▶ Directions
Copy all lines below exactly as written. Leave pictures out.

== The records ==

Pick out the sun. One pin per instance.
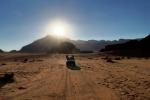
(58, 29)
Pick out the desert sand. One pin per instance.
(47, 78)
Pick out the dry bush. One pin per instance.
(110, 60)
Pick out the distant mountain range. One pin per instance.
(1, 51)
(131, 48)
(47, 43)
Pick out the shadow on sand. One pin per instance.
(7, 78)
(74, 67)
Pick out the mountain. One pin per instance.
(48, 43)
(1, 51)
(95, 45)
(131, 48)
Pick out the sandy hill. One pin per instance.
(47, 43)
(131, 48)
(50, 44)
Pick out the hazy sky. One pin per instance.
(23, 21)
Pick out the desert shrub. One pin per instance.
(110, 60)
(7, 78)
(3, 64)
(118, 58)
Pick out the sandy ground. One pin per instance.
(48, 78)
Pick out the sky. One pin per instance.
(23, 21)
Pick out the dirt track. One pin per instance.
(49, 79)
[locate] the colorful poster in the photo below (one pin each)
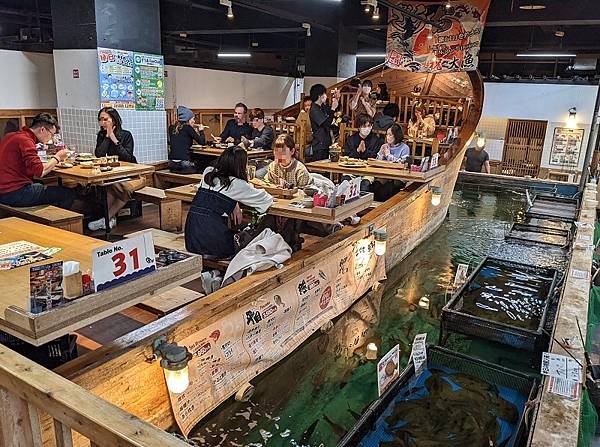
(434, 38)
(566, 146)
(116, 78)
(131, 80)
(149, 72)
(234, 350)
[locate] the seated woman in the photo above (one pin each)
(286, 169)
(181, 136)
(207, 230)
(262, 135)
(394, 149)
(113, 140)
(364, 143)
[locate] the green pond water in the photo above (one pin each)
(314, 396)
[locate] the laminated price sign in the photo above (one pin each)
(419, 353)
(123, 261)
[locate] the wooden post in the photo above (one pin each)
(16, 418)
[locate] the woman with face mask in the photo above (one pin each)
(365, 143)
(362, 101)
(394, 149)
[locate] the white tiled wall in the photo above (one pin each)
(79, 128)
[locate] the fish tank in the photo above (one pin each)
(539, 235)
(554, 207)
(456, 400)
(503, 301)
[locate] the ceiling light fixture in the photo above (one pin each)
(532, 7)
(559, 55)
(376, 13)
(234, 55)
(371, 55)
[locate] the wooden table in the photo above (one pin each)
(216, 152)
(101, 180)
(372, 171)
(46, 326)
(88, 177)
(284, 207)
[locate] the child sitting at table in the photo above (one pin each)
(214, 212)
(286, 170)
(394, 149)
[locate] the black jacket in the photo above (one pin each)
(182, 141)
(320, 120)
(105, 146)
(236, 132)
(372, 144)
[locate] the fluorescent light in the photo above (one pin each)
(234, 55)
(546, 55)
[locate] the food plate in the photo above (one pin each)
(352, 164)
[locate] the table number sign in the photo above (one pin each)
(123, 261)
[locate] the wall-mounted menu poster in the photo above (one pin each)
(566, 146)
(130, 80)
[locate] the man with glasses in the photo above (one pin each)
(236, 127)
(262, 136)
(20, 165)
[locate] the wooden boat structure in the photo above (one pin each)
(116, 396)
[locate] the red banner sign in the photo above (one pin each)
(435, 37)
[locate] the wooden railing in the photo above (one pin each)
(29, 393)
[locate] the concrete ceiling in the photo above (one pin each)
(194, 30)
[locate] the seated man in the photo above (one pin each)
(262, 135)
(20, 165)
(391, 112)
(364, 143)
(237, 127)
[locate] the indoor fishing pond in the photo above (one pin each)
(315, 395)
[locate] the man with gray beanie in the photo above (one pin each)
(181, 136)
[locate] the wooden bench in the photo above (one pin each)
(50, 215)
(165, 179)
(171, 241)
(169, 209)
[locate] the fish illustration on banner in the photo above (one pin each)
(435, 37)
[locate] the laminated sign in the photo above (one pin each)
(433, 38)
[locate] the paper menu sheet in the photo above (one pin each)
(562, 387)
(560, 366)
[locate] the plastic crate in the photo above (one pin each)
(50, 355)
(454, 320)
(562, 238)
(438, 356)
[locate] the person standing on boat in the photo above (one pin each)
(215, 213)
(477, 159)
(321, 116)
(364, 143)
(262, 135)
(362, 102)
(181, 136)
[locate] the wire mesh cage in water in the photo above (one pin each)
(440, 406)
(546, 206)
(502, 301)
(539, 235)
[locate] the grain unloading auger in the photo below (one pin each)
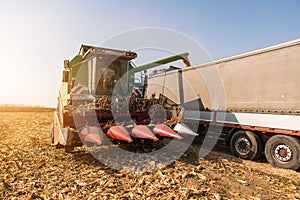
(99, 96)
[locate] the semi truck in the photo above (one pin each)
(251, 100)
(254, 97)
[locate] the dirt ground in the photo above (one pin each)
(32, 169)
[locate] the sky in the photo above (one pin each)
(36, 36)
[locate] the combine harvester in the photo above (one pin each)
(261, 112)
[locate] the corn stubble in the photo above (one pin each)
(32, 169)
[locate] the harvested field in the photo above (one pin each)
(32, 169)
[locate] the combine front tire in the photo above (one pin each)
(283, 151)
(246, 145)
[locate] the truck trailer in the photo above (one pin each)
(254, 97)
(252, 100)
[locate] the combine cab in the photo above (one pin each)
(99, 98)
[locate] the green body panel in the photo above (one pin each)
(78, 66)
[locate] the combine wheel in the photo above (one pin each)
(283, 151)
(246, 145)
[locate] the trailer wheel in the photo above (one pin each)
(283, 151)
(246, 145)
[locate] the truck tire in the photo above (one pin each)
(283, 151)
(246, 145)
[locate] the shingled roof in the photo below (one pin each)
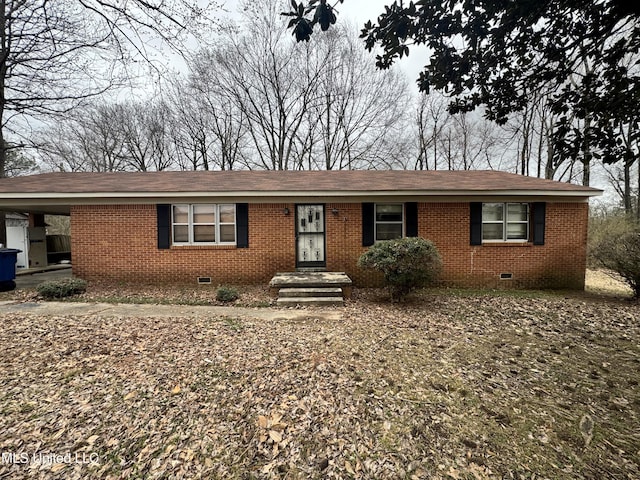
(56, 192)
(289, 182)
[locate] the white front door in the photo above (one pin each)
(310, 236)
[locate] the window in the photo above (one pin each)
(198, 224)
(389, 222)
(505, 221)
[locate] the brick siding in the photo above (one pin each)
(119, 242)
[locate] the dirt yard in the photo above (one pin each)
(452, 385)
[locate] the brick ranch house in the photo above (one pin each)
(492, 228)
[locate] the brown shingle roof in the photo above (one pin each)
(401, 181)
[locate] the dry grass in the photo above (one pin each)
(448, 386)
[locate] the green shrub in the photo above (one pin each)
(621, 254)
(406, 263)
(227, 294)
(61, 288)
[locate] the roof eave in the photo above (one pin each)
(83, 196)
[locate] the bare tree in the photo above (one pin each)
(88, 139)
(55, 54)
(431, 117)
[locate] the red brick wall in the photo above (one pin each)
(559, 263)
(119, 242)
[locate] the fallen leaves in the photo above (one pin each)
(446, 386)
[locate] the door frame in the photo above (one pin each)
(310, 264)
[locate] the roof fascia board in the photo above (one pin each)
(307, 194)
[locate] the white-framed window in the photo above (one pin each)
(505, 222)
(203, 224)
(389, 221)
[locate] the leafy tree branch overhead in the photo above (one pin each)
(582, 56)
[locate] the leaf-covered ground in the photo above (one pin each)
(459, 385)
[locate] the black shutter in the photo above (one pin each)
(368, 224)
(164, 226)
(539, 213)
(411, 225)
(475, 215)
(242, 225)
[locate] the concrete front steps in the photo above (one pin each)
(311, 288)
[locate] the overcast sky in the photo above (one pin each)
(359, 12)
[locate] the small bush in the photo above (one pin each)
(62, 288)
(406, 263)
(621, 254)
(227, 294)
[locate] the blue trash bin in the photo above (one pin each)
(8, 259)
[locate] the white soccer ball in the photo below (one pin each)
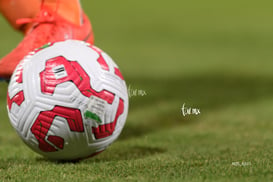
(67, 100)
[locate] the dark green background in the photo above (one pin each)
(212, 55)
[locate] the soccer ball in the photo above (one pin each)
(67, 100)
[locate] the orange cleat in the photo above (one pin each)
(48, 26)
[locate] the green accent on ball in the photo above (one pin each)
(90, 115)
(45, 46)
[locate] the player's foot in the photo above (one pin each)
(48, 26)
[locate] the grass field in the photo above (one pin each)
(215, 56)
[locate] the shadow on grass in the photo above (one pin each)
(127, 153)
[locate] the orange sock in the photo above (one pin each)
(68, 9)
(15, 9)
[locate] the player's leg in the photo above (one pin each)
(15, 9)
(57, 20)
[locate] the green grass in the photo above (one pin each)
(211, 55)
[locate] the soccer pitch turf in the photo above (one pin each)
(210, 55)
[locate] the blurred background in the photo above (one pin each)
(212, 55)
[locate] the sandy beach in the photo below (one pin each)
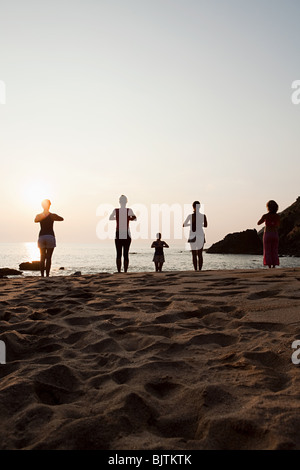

===

▶ Result of the exercise
Pick out the sun. One pin per instance.
(58, 29)
Pick out the desert sand. One pin per instance.
(47, 78)
Pick out the dry bush. One pin per instance.
(110, 60)
Pick out the distant mountain range. One pin per instance.
(1, 51)
(131, 48)
(47, 43)
Pick out the shadow on sand. One pin per instance.
(7, 78)
(74, 67)
Pick out the mountain. One pin per instance.
(48, 43)
(1, 51)
(95, 45)
(131, 48)
Pick out the sandy hill. One pin per instance.
(47, 43)
(131, 48)
(50, 44)
Pick out the hazy sky. One pin per instance.
(23, 21)
Pick out the desert shrub. One pin per instance.
(110, 60)
(7, 78)
(3, 64)
(118, 58)
Pick out the sandy ground. One pin per instance.
(48, 78)
Pick out the sky. One pin per instance.
(23, 21)
Pick out the dirt track. One pin per instance.
(49, 79)
[locate] the colorful poster in the photo below (one pin each)
(434, 38)
(566, 146)
(116, 78)
(131, 80)
(149, 72)
(234, 350)
[locate] the seated woman in the photo above (one pin each)
(286, 169)
(181, 136)
(207, 230)
(262, 135)
(394, 149)
(113, 140)
(364, 143)
[locate] the green pond water in the photo above (one pin each)
(314, 396)
[locate] the laminated price sign in the photo above (one pin each)
(419, 353)
(123, 261)
[locate] the wooden post in the photo above (one pin each)
(16, 418)
[locate] the woman with face mask in the photo above (one pin each)
(365, 143)
(362, 101)
(394, 149)
[locate] the white tiled wall in the photo above (one pin each)
(79, 128)
[locate] the fish tank in the photo above (one pin each)
(539, 235)
(554, 207)
(456, 400)
(503, 301)
[locate] the ceiling light fixture in the photo above (one pin each)
(532, 7)
(559, 55)
(376, 13)
(234, 55)
(371, 55)
[locate] the wooden table in the photo above (one pin each)
(216, 152)
(101, 180)
(372, 171)
(46, 326)
(88, 177)
(284, 207)
[locate] the child sitting at table in the photo above (one pin each)
(214, 212)
(286, 170)
(394, 149)
[locate] the black jacket in the photo above (one pin each)
(182, 141)
(320, 120)
(105, 146)
(236, 132)
(372, 144)
[locate] the fluorescent light in the photo above (one pin each)
(234, 55)
(546, 55)
[locate] the food plate in the photo above (one pin each)
(352, 164)
[locate] the table number sign in the photo above (one pin each)
(123, 261)
[locate] the wall-mounted menu poster in the photo above (one pin each)
(566, 146)
(130, 80)
[locate] the man with glasses in the photo above (one pin each)
(236, 127)
(262, 136)
(20, 165)
[locate] the wooden boat structure in the photo above (one pin each)
(116, 396)
[locate] the red banner sign in the photo above (one pin each)
(435, 37)
[locate] the wooden railing in the photo above (one pin each)
(29, 393)
[locate] the concrete ceiling in the photo above (one pin each)
(194, 30)
[locate] the seated man in the photo above (one pin each)
(262, 135)
(20, 165)
(391, 112)
(364, 143)
(237, 127)
[locate] the indoor fishing pond in the photo above (one pin each)
(315, 395)
[locate] the man with gray beanie in the photo above (one pin each)
(181, 136)
[locate] the wooden bench in the photo above (one pin each)
(50, 215)
(165, 179)
(171, 241)
(169, 209)
[locate] the fish illustration on banner in the photo above (one pin each)
(435, 37)
[locate] the laminated sign in the photo above (one pin each)
(433, 38)
[locate] the paper menu sheet in the photo above (one pin each)
(562, 387)
(560, 366)
[locate] the plastic crate in the photo above (one pin each)
(50, 355)
(454, 320)
(562, 238)
(438, 356)
[locate] the person standing on boat in the photo above (one pin each)
(215, 213)
(477, 159)
(321, 116)
(364, 143)
(262, 135)
(362, 102)
(181, 136)
[locate] the wire mesh cage in water in the photo above (one pin each)
(440, 406)
(546, 206)
(502, 301)
(539, 235)
[locate] the grain unloading auger in the photo below (one pin each)
(99, 96)
[locate] the semi truck in the photo above (one pin each)
(251, 100)
(254, 97)
[locate] the dirt ground in the photo above (one pin each)
(32, 169)
[locate] the sky in the photo above (one pin each)
(36, 36)
[locate] the combine harvester in the photo above (one pin each)
(261, 112)
[locate] the corn stubble in the photo above (one pin each)
(32, 169)
[locate] the harvested field in the photo above (one pin each)
(32, 169)
[locate] the combine front tire in the photo above (one pin each)
(283, 151)
(246, 145)
[locate] the truck trailer in the photo above (one pin each)
(254, 97)
(252, 100)
[locate] the combine cab in the photo above (one pin each)
(99, 98)
[locate] the green body panel in the photo above (one pin each)
(78, 66)
[locate] the combine wheel in the photo above (one pin each)
(283, 151)
(246, 145)
[locate] the trailer wheel in the photo above (one pin each)
(283, 151)
(246, 145)
[locate] the truck tire in the photo above (one pin each)
(283, 151)
(246, 145)
[locate] the shingled roof in the photo below (one pin each)
(56, 192)
(289, 182)
[locate] the white front door in the photo above (one pin each)
(310, 236)
[locate] the window in the photo above (one pin each)
(198, 224)
(389, 222)
(505, 221)
[locate] the brick siding in the photo above (one pin each)
(119, 242)
[locate] the dirt yard in the photo above (one pin each)
(452, 385)
[locate] the brick ranch house in the photo above (one pin each)
(492, 228)
[locate] the brown shingle roof in the photo above (one pin each)
(401, 181)
[locate] the dry grass in the photo above (one pin each)
(448, 386)
[locate] the green shrub in the photo above (one pin each)
(621, 254)
(406, 263)
(227, 294)
(61, 288)
[locate] the roof eave in the photo above (one pin each)
(83, 196)
[locate] the bare tree in the photo above (one pin each)
(88, 139)
(55, 54)
(431, 117)
[locate] the red brick wall in the photo above (one pin each)
(559, 263)
(119, 242)
[locate] the fallen leaves in the photo above (one pin each)
(446, 386)
[locate] the door frame in the photo above (one pin each)
(310, 264)
[locate] the roof fascia board in the photo above (one pin each)
(307, 194)
[locate] the white-framed window in the photo above (one pin each)
(505, 222)
(203, 224)
(389, 221)
[locate] the leafy tree branch overhead in the photo above (one pin each)
(582, 56)
[locate] the leaf-covered ground in the photo above (one pin each)
(459, 385)
[locate] the black shutter in the photo above (one pin each)
(368, 224)
(164, 226)
(539, 213)
(411, 225)
(475, 215)
(242, 225)
[locate] the concrete front steps in the photo above (one pin each)
(311, 288)
[locate] the overcast sky in the photo above (one pin each)
(359, 12)
[locate] the small bush in the photo above (one pin each)
(62, 288)
(406, 263)
(621, 254)
(227, 294)
[locate] the blue trash bin in the photo above (one pin each)
(8, 259)
[locate] the white soccer ball in the photo below (one pin each)
(67, 100)
[locate] the dark green background in the photo above (one pin each)
(212, 55)
[locate] the soccer ball in the photo above (one pin each)
(67, 100)
[locate] the orange cleat in the photo above (one pin each)
(48, 26)
[locate] the green accent on ball in the photo above (one pin each)
(90, 115)
(45, 46)
[locate] the player's foot in the photo above (one pin each)
(48, 26)
[locate] the grass field in the photo above (one pin each)
(215, 56)
[locate] the shadow on grass in the photo above (one pin each)
(127, 153)
[locate] the orange sock in the photo above (one pin each)
(68, 9)
(15, 9)
[locate] the player's leg in the photo above (one pin each)
(15, 9)
(57, 20)
[locate] the green grass in the photo above (one pin each)
(211, 55)
[locate] the soccer pitch turf in the photo above (one pin each)
(210, 55)
[locate] the blurred background in the photo above (one pin each)
(212, 55)
[locate] the sandy beach in the photo below (one pin each)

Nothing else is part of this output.